PASSAGE PROVIDED
..............................
The Violin Concerto No. 2 in B minor, Op. 7, was composed by Niccolò Paganini in Italy in 1826. The third movement owes its nickname "La Campanella" or "La Clochette" to the little bell which Paganini uses to presage each recurrence of the rondo theme. The bell motif is also imitated in the orchestra and in some of the soloist's passages featuring string harmonics. The outcome is a very transparent texture, with the rondo theme having hints of musical qualities associated with Romani music.

== Structure ==
The concerto is in three movements:

In addition to the solo violin, the work is scored for 2 flutes, 2 oboes, 2 clarinets in C, 2 bassoons, 2 horns in D, 2 trumpets in E, 3 trombones, serpentone (now usually performed on tuba), timpani, bass drum, bell in F#, and strings.

==Derivative works==

The third movement has served as the basis of compositions by other composers, such as the Étude S. 140 No. 3 "La campanella" transcribed by Franz Liszt in the key of G# minor and Strauss I's Walzer à la Paganini Op. 11.

In September 2022, the "La Campanella" theme was sampled as part of the instrumental for the song "Shut Down" by South Korean girl group Blackpink.
The song is in the key of B-flat minor.
..............................
MATERIAL SUPPLIED
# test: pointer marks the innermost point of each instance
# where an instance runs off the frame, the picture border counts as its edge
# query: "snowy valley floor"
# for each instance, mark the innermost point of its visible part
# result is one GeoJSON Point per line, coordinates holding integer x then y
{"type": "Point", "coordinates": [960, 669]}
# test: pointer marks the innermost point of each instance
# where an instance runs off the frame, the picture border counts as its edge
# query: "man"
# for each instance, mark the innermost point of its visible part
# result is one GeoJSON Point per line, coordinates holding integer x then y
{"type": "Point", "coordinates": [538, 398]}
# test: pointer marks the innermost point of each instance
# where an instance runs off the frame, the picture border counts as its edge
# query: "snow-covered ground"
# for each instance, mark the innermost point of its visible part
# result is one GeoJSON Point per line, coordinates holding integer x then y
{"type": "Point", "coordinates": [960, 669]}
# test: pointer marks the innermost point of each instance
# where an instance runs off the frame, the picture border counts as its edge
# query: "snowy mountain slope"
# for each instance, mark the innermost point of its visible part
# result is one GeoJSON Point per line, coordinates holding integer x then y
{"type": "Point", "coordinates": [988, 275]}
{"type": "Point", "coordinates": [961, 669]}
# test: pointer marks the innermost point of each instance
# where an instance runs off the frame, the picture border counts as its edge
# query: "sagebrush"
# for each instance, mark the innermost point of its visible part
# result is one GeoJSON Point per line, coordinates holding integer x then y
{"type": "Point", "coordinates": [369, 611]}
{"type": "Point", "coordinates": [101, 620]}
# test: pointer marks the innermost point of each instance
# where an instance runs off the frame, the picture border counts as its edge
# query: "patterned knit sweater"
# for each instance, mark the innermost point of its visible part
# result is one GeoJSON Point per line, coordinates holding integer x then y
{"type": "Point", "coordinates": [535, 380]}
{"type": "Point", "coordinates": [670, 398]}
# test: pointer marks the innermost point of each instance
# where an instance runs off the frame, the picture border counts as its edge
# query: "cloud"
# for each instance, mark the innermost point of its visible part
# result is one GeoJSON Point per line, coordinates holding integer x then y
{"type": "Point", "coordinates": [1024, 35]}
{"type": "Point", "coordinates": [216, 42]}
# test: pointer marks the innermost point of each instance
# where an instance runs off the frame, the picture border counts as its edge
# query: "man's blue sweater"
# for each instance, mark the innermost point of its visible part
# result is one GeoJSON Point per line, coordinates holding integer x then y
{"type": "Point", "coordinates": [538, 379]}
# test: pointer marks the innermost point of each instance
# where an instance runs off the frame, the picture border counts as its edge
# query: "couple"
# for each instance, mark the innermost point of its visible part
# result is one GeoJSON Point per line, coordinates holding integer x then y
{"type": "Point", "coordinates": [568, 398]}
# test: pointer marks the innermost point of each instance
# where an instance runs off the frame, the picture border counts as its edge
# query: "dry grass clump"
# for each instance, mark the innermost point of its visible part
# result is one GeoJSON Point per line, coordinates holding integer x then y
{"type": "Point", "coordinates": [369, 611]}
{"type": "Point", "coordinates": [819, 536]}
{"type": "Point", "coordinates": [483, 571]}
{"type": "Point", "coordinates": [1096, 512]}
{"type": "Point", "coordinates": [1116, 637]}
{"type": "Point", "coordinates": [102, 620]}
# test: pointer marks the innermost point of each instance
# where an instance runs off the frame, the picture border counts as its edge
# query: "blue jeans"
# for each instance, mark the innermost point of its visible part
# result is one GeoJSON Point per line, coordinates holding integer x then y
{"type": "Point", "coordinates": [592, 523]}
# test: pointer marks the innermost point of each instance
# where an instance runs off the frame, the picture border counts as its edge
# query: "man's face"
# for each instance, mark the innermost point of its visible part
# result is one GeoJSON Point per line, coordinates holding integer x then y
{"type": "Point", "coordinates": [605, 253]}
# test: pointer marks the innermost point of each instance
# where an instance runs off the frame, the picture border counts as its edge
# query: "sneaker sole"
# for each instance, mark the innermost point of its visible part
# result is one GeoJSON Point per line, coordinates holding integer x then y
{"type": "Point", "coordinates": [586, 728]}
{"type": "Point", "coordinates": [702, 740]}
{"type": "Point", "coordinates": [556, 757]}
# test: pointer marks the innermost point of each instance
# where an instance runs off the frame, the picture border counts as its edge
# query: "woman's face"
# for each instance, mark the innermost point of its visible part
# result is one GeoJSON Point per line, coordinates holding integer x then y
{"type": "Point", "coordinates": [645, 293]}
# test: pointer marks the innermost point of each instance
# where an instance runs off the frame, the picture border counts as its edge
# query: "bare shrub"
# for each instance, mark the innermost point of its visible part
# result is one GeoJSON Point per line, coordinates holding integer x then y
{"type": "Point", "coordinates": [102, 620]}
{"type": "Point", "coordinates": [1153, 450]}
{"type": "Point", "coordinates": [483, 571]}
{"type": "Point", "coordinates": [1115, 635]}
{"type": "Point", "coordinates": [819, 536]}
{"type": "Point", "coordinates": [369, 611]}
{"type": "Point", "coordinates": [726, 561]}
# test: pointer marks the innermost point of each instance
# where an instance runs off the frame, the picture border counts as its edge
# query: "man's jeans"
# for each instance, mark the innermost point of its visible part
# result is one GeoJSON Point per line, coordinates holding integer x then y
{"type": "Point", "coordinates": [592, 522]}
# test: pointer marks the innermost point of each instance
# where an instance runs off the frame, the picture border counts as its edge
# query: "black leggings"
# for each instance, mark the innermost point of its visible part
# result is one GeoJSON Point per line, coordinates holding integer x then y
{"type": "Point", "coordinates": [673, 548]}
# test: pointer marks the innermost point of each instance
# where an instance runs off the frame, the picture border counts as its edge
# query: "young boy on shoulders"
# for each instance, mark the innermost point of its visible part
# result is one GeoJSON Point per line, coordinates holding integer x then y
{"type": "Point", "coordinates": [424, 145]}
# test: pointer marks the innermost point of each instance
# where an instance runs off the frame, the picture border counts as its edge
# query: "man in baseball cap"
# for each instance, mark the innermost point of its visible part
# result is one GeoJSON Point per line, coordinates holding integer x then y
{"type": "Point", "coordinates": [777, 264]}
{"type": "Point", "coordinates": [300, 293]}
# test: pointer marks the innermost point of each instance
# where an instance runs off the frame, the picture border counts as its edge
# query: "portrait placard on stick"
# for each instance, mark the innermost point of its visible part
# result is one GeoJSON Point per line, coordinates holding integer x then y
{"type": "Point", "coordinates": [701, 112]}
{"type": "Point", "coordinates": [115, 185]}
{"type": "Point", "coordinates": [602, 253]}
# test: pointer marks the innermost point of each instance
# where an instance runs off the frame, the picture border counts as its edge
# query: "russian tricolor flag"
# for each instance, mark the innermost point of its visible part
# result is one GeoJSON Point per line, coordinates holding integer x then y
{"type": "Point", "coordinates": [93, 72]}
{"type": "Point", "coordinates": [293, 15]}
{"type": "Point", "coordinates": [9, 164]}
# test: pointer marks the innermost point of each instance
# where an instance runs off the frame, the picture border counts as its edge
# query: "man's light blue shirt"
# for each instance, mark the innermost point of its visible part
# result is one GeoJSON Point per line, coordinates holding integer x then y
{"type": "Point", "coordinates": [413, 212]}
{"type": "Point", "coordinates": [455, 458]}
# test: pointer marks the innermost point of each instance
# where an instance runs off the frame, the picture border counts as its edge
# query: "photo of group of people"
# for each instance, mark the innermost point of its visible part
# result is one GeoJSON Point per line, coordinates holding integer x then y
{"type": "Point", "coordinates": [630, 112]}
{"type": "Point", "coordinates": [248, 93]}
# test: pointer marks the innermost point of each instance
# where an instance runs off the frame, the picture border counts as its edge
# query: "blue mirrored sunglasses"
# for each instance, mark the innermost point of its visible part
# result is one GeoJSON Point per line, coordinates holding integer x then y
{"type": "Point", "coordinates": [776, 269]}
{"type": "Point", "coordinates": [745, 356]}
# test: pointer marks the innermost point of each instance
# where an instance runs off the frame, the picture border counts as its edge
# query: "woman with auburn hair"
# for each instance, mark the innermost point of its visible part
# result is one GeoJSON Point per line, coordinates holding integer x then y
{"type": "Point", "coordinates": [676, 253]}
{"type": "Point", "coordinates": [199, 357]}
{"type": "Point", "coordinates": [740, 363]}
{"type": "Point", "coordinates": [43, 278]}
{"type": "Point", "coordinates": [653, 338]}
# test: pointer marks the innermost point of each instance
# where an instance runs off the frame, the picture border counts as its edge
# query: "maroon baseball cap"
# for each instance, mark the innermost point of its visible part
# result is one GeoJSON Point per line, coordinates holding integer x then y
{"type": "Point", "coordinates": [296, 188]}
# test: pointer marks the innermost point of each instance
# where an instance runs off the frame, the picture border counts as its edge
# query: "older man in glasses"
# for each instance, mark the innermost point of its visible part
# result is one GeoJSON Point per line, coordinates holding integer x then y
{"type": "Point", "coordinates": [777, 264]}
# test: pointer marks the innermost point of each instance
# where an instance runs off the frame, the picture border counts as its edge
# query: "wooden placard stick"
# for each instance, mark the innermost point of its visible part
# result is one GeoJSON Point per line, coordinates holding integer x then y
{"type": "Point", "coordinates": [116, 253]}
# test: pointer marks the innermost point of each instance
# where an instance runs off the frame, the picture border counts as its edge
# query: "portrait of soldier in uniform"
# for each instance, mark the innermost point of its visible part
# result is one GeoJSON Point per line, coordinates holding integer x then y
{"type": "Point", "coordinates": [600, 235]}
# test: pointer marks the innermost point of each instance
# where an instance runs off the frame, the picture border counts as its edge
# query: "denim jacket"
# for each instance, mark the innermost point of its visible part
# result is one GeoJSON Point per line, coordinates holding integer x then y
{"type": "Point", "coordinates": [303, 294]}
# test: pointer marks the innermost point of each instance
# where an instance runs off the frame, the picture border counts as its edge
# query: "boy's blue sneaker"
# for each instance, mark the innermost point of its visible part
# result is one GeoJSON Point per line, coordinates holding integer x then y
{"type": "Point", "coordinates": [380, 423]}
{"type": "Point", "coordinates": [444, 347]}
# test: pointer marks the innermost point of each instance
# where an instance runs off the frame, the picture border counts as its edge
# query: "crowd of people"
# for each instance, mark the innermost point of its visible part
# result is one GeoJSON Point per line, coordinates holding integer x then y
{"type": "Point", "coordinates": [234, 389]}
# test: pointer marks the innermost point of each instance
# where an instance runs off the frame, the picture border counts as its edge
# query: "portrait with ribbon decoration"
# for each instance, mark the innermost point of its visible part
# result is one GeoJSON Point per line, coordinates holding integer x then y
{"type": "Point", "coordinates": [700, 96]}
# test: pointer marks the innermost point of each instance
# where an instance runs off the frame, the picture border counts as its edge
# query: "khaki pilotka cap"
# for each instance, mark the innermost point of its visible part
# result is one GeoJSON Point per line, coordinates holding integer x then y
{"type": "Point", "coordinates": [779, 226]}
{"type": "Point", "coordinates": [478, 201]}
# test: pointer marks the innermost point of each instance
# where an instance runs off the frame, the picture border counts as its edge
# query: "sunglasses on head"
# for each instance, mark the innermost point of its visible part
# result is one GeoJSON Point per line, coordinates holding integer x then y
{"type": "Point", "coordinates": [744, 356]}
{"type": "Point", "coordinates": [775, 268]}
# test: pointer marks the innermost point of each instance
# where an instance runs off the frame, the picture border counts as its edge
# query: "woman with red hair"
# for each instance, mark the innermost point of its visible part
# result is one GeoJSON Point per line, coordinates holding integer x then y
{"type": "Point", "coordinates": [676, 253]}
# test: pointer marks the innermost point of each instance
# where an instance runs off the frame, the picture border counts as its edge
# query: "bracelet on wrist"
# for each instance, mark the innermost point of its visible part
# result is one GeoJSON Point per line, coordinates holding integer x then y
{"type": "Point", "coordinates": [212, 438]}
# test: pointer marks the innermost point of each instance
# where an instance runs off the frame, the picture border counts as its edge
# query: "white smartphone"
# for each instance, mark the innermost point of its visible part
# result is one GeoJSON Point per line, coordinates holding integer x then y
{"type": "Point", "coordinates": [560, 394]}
..............................
WHAT YOU WILL DO
Can you write down, word for word, the part of the passage on Paganini's Violin Concerto No. 2 that begins at the words "The third movement has" and stops after "of B-flat minor."?

ANSWER SPACE
The third movement has served as the basis of compositions by other composers, such as the Étude S. 140 No. 3 "La campanella" transcribed by Franz Liszt in the key of G# minor and Strauss I's Walzer à la Paganini Op. 11.

In September 2022, the "La Campanella" theme was sampled as part of the instrumental for the song "Shut Down" by South Korean girl group Blackpink.
The song is in the key of B-flat minor.